Write out everything from the line containing "Mark every instance of the cloudy" down to the end of the rows as a JSON list of strings, one string per line, with blank lines omitted.

====== Entries supplied ======

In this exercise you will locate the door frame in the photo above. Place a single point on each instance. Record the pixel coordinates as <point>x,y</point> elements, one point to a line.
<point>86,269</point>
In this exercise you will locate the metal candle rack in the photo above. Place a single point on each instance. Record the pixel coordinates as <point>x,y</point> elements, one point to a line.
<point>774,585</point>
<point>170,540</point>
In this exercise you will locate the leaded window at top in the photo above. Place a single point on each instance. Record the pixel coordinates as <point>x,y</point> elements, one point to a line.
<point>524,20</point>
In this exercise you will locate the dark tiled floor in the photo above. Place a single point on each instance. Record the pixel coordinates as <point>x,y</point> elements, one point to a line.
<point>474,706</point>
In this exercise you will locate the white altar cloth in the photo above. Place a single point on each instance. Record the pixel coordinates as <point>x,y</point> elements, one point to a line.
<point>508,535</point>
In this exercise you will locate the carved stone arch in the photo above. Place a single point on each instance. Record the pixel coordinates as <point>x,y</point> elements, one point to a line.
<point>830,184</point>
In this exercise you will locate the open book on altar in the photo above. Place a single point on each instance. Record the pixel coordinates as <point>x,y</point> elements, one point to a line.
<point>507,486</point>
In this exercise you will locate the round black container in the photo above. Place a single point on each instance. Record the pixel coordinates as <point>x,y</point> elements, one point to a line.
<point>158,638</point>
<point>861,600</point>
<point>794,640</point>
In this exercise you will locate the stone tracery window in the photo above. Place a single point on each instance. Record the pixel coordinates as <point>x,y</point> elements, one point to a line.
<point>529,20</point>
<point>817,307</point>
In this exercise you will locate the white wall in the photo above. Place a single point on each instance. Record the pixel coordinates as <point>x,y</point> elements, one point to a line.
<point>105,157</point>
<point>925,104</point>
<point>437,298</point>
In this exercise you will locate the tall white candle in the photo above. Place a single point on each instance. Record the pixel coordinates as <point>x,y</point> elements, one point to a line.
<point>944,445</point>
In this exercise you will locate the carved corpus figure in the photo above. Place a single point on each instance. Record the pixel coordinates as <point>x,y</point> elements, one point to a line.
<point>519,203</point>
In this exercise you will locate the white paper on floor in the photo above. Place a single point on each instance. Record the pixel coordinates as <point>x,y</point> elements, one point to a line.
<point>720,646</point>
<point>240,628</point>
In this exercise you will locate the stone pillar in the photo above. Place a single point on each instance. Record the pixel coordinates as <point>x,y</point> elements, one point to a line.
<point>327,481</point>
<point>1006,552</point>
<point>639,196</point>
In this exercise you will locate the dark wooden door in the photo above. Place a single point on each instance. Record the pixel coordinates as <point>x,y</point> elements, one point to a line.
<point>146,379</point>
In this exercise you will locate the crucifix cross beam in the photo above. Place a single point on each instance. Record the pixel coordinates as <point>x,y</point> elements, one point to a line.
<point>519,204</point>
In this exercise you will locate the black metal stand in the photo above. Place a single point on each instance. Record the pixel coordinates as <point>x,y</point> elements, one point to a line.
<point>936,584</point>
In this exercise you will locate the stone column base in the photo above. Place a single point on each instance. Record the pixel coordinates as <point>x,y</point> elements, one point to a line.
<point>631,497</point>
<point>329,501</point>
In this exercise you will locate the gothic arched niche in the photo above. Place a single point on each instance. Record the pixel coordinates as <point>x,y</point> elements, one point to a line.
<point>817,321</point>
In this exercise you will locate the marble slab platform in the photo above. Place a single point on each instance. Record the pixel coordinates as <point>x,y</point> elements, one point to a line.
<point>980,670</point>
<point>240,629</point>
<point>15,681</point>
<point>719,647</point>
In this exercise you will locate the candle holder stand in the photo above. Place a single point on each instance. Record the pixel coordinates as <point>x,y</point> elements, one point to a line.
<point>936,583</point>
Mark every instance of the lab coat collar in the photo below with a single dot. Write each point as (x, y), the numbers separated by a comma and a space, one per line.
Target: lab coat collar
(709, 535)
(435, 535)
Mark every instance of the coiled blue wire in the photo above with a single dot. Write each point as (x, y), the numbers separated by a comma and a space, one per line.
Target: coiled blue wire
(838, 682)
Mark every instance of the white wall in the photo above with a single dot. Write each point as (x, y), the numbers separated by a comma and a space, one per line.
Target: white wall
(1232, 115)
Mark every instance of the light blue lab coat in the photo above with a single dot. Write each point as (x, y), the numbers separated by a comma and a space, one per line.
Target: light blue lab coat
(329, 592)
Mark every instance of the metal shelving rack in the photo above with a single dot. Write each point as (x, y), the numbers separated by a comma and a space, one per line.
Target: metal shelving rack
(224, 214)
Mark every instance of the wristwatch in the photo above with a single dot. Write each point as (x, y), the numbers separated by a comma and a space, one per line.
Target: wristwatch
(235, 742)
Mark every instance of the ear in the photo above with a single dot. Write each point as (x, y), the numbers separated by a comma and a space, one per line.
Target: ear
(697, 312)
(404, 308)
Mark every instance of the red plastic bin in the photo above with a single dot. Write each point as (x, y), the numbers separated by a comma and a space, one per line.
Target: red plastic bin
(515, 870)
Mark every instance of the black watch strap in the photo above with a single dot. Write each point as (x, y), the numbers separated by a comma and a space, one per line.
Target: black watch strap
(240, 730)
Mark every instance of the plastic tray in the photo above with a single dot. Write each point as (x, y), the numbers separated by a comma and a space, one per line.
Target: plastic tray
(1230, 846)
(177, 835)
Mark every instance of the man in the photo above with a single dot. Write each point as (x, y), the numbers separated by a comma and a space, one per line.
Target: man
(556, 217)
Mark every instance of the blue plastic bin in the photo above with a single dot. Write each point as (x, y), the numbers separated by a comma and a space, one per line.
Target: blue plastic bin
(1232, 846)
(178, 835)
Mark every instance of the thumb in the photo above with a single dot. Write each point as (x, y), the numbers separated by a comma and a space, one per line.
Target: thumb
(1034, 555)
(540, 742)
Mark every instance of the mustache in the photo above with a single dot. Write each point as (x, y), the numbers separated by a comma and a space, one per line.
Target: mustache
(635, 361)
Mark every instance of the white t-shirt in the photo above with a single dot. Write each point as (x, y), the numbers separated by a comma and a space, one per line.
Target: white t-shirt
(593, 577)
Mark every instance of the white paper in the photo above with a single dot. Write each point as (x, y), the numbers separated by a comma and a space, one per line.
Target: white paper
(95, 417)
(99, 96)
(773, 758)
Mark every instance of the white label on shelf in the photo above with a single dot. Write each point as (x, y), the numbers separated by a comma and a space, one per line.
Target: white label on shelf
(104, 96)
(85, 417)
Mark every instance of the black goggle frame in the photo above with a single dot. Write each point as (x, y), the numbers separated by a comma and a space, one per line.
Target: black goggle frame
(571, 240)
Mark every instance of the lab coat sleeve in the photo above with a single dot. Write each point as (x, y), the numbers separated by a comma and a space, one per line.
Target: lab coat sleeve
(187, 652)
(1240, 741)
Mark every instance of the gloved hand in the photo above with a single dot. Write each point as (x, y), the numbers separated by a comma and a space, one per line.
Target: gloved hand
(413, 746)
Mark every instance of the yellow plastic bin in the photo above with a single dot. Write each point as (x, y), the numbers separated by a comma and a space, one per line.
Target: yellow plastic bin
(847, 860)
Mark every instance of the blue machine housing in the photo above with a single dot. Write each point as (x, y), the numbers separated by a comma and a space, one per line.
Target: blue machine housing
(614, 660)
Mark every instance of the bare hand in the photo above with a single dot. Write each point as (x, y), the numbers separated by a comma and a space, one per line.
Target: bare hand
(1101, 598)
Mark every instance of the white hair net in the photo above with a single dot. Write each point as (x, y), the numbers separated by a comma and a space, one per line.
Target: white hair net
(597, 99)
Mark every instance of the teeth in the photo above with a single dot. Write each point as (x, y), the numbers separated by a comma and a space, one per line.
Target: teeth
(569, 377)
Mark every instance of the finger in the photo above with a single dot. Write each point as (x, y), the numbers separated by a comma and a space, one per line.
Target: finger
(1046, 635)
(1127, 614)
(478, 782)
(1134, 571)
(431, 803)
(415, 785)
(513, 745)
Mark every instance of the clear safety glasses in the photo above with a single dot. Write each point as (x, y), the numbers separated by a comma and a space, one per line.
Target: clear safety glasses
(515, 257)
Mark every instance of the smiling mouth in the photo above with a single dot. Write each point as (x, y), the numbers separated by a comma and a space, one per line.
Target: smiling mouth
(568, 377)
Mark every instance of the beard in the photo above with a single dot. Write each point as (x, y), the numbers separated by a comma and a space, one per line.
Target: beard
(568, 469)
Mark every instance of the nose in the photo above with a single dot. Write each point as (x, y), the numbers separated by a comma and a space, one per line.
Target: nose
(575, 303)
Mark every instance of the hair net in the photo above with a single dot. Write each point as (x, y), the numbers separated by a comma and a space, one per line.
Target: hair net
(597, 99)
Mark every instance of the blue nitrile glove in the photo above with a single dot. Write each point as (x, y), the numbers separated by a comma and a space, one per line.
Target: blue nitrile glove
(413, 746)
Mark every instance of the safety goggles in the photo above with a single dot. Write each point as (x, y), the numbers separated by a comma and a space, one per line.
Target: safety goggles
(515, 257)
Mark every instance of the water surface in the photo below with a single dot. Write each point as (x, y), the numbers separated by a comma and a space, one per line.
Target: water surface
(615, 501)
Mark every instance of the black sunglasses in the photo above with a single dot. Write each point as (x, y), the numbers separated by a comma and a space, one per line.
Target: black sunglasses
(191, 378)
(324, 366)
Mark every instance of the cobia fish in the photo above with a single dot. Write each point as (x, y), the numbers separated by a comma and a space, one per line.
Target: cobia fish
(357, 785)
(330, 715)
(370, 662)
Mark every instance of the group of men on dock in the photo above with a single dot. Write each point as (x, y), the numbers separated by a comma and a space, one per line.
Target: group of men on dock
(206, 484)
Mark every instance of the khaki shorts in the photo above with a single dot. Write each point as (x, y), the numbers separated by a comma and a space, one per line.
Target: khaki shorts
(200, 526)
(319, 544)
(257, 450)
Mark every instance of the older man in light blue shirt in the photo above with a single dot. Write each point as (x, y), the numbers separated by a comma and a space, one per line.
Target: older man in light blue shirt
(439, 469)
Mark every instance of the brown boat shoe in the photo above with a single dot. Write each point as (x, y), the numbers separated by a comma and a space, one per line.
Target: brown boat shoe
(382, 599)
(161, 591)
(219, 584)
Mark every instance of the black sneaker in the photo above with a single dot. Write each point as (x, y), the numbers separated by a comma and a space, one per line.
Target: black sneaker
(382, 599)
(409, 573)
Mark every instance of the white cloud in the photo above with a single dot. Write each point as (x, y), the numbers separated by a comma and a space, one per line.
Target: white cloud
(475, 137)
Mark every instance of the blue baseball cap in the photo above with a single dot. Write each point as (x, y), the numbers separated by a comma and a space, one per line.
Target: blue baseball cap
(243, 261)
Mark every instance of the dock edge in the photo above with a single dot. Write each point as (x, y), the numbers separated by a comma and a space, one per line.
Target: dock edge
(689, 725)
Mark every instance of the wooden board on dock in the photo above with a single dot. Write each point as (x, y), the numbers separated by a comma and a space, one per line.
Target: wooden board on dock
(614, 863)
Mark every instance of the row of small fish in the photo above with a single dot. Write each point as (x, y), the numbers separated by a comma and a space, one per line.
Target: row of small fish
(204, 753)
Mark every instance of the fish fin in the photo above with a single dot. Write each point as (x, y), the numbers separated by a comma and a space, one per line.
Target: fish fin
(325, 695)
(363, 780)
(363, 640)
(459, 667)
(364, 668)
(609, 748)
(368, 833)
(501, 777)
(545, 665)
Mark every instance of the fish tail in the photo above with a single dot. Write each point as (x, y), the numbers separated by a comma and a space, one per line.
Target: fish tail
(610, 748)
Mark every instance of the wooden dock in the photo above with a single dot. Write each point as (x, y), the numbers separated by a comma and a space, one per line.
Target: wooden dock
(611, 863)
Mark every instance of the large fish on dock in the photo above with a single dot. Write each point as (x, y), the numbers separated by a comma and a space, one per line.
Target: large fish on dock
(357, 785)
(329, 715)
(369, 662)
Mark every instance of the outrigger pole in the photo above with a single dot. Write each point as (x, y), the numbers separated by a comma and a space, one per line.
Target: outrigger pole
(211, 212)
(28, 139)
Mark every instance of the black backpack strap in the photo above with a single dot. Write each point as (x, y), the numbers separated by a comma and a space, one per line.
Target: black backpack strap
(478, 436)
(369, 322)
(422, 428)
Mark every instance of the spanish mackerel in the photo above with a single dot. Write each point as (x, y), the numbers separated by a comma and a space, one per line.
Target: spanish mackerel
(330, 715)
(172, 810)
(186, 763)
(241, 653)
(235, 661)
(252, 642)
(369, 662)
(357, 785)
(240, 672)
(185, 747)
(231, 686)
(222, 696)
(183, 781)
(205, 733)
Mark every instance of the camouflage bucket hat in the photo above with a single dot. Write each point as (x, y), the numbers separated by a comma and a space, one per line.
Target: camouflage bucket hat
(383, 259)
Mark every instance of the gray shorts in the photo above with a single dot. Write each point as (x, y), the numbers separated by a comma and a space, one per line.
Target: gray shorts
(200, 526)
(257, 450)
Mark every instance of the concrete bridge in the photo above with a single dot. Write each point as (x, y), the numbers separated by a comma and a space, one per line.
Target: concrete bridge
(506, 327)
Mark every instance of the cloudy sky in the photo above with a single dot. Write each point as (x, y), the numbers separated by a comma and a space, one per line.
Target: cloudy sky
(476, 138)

======

* **The completed task**:
[
  "Mark every instance of the cloudy sky in the photo above with a single dot. Write each point as (x, y), the numbers separated by a comma and a space, one per line.",
  "Target: cloudy sky",
  "(476, 138)"
]